SUPPLIED ENTRIES ▸
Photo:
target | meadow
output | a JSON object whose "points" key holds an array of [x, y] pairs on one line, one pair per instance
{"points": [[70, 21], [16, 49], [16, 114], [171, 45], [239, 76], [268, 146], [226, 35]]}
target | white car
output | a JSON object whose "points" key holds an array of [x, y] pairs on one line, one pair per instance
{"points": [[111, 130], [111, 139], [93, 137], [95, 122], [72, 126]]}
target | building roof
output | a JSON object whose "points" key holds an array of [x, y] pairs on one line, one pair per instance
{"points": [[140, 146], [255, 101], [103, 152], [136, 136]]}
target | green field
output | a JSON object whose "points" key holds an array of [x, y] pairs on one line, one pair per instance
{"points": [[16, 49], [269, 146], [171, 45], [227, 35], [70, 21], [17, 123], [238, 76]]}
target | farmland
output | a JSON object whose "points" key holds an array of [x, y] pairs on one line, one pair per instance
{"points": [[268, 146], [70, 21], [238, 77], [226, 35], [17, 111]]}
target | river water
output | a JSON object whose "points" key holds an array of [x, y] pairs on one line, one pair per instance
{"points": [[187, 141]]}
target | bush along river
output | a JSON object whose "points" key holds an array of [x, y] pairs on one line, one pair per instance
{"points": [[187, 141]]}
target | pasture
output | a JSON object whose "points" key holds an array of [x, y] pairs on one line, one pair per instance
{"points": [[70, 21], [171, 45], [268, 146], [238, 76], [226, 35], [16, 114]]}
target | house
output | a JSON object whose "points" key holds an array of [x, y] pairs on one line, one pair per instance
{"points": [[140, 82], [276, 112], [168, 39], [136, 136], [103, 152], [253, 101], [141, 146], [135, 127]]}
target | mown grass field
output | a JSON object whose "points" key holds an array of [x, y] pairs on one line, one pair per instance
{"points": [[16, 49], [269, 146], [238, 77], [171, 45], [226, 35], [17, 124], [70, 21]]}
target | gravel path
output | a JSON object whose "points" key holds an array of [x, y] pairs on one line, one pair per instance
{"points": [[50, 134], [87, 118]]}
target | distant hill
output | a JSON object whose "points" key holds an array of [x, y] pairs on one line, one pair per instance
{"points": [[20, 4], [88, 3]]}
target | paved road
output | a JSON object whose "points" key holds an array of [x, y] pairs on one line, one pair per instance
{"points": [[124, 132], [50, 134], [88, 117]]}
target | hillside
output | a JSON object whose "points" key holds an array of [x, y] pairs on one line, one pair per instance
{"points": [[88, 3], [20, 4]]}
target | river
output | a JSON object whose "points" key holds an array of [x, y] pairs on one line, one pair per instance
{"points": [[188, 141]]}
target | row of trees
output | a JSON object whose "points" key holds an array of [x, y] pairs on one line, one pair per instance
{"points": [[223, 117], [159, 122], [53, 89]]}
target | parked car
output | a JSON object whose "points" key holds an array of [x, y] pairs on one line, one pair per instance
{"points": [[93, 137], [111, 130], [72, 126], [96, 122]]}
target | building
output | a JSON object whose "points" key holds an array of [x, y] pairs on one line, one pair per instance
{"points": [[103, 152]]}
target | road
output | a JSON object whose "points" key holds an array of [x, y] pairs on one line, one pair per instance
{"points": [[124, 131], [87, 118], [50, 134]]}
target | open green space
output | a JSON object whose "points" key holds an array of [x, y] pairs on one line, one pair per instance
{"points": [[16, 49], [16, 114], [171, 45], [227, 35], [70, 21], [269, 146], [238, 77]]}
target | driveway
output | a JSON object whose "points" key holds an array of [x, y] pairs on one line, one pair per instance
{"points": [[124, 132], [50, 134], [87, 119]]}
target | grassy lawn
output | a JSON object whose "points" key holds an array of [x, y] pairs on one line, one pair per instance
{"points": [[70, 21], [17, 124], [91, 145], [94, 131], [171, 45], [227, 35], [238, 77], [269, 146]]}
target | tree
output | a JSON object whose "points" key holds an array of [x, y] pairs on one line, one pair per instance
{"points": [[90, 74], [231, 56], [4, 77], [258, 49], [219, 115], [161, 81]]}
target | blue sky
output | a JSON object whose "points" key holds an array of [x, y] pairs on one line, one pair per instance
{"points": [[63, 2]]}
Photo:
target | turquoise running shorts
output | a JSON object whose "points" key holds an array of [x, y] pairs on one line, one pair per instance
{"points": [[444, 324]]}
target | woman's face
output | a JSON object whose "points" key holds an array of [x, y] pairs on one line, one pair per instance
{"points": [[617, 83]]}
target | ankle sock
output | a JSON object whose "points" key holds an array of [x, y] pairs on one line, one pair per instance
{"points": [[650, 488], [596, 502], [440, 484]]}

WHAT YOU ARE ASKED TO DO ▸
For each line above that includes the word "building", make a copy of that line.

REPLY TO THE TASK ▸
target | building roof
target | building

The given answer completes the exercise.